RECORDS TO PROCESS —
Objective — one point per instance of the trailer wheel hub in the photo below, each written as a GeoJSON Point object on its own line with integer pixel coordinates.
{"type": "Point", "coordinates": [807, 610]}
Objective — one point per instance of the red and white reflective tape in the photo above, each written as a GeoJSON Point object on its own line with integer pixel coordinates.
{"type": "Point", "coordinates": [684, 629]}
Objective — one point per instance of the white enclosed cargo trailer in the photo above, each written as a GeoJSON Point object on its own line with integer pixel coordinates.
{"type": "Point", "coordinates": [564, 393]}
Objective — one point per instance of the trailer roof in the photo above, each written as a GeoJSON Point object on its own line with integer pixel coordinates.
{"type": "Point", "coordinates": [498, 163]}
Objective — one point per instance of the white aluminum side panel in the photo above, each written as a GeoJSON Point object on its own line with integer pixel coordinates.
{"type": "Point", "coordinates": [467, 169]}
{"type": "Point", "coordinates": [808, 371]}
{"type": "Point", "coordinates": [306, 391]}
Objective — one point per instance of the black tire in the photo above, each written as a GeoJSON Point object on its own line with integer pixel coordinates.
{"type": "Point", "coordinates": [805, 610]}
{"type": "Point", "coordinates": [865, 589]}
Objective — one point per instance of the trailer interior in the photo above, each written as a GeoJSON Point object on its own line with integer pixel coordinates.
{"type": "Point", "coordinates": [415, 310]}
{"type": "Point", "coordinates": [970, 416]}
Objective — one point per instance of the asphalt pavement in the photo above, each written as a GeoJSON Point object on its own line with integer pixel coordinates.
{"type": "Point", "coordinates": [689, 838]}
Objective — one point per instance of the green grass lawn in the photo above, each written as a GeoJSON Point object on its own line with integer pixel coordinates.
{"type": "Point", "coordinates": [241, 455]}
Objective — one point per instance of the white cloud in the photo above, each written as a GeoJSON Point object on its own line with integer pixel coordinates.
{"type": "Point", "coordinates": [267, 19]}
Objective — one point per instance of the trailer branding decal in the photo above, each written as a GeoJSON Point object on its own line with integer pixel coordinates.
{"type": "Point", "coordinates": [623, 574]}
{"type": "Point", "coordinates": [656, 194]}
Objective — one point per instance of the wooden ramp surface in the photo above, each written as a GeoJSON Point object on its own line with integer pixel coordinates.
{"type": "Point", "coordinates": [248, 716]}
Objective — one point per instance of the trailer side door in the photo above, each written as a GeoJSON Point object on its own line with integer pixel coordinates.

TASK DESCRIPTION —
Create a word-for-word copy of the whole listing.

WRITTEN SOLUTION —
Objective — one point per instance of the trailer wheel hub in the photo below, each written as a GeoJSON Point object on its own line with integer pixel coordinates.
{"type": "Point", "coordinates": [807, 610]}
Objective — one point per instance of the red and white reflective tape in the photo above, each written as a GeoJSON Point object on its own line with integer pixel coordinates.
{"type": "Point", "coordinates": [684, 629]}
Objective — one point per instance of the white enclosed cargo trailer in the photo above, each written as a GeoJSON Point object on its own line with integer pixel coordinates.
{"type": "Point", "coordinates": [564, 393]}
Objective — one point per instance of the trailer roof in the photo above, each written as a GeoJSON Point object on its own line with integer pixel coordinates.
{"type": "Point", "coordinates": [498, 163]}
Objective — one point per instance of the white aluminum side panel in the photo above, each written as a GeoJSON Point object on its own line with integer pixel coordinates.
{"type": "Point", "coordinates": [467, 169]}
{"type": "Point", "coordinates": [808, 371]}
{"type": "Point", "coordinates": [306, 391]}
Objective — one point per instance of the black tire in the photo above, each written as a GeoJSON Point object on its own line with integer pixel coordinates.
{"type": "Point", "coordinates": [805, 610]}
{"type": "Point", "coordinates": [865, 589]}
Objective — one point per instance of the trailer interior in the photo above, each written as a GeoJSON Point object on its own line with integer pixel coordinates.
{"type": "Point", "coordinates": [415, 310]}
{"type": "Point", "coordinates": [970, 416]}
Objective — one point per instance of the asphalt pavement in the photo above, each written as a GeoJSON Point object on its own line with integer pixel coordinates.
{"type": "Point", "coordinates": [689, 838]}
Objective — one point per instance of the green grass lawn in the photo above, each written as a GeoJSON Point object on its own line with integer pixel coordinates.
{"type": "Point", "coordinates": [241, 455]}
Objective — one point per instance of the white cloud in the photo above, each written as a GeoJSON Point object on its own line with integer pixel coordinates.
{"type": "Point", "coordinates": [267, 19]}
Objective — one point per instance of the trailer branding decal in the photo above, each written as a GeoJSON Point object on its own line with integer pixel coordinates.
{"type": "Point", "coordinates": [623, 574]}
{"type": "Point", "coordinates": [656, 194]}
Objective — one point per instance of the wooden ramp surface in the photo above, each written as a GeoJSON Point object on its own line with integer pixel coordinates.
{"type": "Point", "coordinates": [248, 716]}
Objective — one point per instance of the trailer side door in the photo above, each written as a GeoJSON Point object on its own line with integer pixel coordinates.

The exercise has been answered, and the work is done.